- **THE RECORDS**

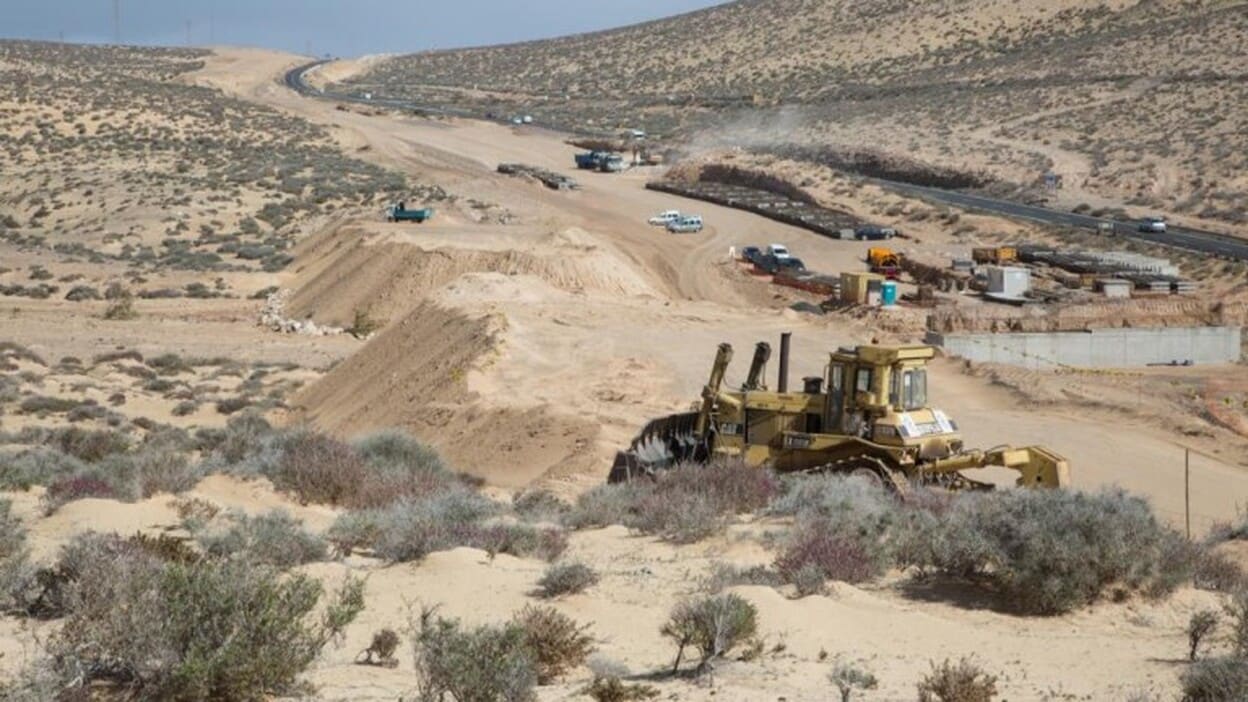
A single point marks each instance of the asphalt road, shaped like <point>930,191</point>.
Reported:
<point>1193,240</point>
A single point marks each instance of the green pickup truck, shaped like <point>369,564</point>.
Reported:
<point>401,214</point>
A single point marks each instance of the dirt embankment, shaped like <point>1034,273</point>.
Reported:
<point>414,376</point>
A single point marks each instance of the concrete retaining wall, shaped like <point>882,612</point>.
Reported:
<point>1096,349</point>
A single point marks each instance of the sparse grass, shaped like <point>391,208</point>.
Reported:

- **GIVEN TASK**
Render every line of the records above as a Markdown table with the columns "Row" and "Record text," numbering each row and skipping blank lines. Leave the picture lines out.

- **OUTPUT OF THE TASK**
| Row | Record text |
|---|---|
| 1 | A single point marks each instance of the asphalt road, shaped like <point>930,191</point>. |
| 2 | Reported: |
| 3 | <point>1193,240</point> |
| 4 | A single point marks each instance of the green pickup truck, shaped like <point>369,564</point>. |
| 5 | Reported: |
| 6 | <point>401,214</point> |
| 7 | A single point marks each instance of the dirt embankment, shaped like <point>1034,273</point>. |
| 8 | Reported: |
| 9 | <point>414,376</point> |
| 10 | A single point marks each instance of the concrete retaining wall, shaped like <point>882,612</point>. |
| 11 | Reported: |
| 12 | <point>1096,349</point> |
| 13 | A single point marks each instance of the sparse grass, shaped like <point>391,208</point>. |
| 14 | Reported: |